Rescale the rows from the start through the line containing "<point>339,129</point>", giving every line again with the requests included and multiplying each answer coordinate by 2.1, rounded to a whole number with halves rounded up. Leave the pictures out of your answer.

= Stored data entries =
____

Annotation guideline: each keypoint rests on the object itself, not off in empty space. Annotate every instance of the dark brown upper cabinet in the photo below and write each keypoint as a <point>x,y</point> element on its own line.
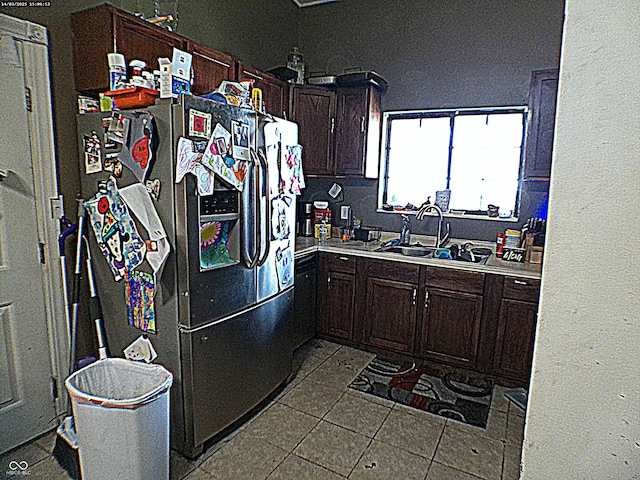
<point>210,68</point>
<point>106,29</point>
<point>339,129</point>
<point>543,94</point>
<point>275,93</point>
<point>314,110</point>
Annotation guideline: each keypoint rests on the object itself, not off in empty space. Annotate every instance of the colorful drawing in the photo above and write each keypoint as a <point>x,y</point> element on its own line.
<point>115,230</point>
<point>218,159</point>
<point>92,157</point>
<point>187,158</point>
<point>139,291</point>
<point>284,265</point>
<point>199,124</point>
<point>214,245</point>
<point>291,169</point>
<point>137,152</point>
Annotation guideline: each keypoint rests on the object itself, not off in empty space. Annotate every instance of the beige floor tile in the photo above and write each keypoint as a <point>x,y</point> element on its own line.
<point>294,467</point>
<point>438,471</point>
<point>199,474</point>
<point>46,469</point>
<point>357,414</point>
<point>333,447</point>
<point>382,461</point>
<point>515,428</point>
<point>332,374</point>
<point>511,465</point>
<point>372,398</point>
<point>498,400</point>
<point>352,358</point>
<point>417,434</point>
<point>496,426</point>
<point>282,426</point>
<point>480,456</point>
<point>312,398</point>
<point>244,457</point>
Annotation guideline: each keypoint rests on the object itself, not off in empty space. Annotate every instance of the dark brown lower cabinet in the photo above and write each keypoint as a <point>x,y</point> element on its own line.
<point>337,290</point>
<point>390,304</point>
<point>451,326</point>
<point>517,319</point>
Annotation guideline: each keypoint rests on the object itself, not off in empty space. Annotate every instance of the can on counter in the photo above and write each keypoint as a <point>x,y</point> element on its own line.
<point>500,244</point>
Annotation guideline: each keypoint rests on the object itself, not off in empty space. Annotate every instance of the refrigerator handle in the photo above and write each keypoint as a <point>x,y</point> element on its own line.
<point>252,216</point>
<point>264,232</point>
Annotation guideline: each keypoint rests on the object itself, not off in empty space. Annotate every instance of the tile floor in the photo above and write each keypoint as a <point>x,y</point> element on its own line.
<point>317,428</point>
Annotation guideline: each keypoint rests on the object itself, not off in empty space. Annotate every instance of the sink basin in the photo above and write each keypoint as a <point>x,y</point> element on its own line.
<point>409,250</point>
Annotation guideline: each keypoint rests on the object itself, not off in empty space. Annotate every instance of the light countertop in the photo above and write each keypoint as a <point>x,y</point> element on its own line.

____

= ANSWER TO THE PROBLEM =
Annotation guideline: each keypoint rests on the object itself, not off in empty space. Annotate every instance of the dark brown upper cabinet in the photo below and write each keypoint as a <point>x,y</point> element on its own line.
<point>441,143</point>
<point>223,61</point>
<point>712,271</point>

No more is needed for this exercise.